Show each line of the records below that contains the string "Output". Case counts.

──────── Rows ────────

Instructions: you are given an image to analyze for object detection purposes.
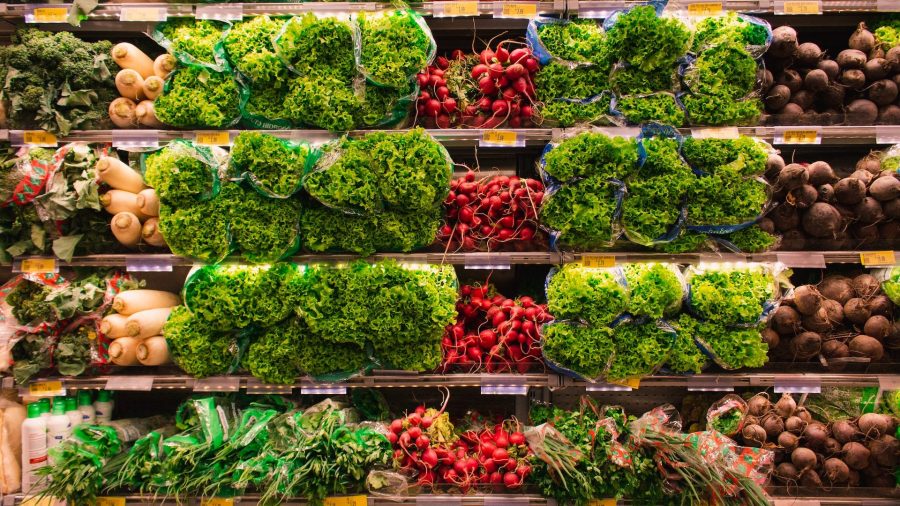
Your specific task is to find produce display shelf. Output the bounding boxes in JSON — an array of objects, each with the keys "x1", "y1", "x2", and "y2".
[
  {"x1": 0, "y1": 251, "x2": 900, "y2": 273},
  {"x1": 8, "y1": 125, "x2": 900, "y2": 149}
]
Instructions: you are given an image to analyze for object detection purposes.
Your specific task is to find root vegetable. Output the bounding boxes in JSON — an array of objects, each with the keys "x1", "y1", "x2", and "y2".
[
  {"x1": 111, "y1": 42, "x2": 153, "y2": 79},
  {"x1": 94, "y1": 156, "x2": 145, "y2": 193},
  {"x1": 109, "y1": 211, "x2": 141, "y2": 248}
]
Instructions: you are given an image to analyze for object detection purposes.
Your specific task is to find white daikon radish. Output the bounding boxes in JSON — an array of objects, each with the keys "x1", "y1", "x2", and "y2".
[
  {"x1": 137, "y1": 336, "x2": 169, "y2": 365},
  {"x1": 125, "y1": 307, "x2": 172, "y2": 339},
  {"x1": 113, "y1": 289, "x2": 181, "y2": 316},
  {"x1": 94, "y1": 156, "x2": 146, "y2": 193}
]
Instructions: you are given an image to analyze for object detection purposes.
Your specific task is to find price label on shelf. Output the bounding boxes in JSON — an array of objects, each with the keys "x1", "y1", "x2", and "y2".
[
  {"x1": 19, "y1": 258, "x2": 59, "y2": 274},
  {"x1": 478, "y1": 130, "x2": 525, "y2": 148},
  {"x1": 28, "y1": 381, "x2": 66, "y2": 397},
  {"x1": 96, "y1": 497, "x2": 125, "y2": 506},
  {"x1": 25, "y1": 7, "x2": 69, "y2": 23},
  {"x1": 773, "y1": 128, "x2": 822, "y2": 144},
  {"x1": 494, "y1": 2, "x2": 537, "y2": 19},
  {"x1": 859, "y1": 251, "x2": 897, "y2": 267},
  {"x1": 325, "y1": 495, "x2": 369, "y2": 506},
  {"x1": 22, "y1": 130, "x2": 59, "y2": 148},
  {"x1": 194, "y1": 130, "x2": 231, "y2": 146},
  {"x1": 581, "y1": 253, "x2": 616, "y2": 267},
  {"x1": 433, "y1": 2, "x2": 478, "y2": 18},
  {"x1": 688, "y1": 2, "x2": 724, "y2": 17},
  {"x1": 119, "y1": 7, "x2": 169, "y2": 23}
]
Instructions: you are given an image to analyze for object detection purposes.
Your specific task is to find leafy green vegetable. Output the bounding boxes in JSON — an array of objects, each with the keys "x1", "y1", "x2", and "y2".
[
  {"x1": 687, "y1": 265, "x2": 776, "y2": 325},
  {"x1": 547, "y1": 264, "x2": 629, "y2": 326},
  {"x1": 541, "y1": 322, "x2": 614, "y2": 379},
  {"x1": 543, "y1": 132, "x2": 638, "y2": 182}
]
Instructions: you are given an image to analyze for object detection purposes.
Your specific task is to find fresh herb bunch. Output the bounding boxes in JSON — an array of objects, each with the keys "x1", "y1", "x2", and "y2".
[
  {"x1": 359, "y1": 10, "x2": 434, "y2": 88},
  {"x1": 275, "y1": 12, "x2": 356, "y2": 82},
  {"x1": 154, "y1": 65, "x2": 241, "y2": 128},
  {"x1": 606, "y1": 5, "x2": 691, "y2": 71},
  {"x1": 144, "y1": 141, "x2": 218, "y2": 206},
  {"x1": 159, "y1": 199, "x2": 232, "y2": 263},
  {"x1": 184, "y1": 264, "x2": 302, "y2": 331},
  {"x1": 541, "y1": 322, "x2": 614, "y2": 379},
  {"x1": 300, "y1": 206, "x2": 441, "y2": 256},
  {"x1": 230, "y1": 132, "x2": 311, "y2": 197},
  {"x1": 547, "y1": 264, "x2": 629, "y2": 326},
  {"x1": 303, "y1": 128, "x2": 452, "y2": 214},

────────

Result for this exercise
Your specific task is to find produce display shelf. Output the bounding boxes in JSON — an array of objects, each with the keys "x1", "y1", "x2", and "y2".
Your specific task is to find root vegetable. Output the bounding boxes in JSON — an array of objects, each with the keys "x1", "y1", "x2", and "y2".
Your specific task is to find white daikon radish. Output the bounding boxes in JSON — an array of objects, each with the keys "x1", "y1", "x2", and "y2".
Your specific task is to find price label on shelf. Output the bounding boxes in JSON — an array of objects, each with the keys "x1", "y1", "x2", and "y2".
Your specific task is to find leafy green vegetable. Output the bounding boxes in JSON — an array of objects, each with the keys "x1", "y1", "x2", and "y2".
Your specific task is to find fresh herb bunch. Output the bounding boxes in JSON — an array of objects, each with the keys "x1", "y1", "x2", and "y2".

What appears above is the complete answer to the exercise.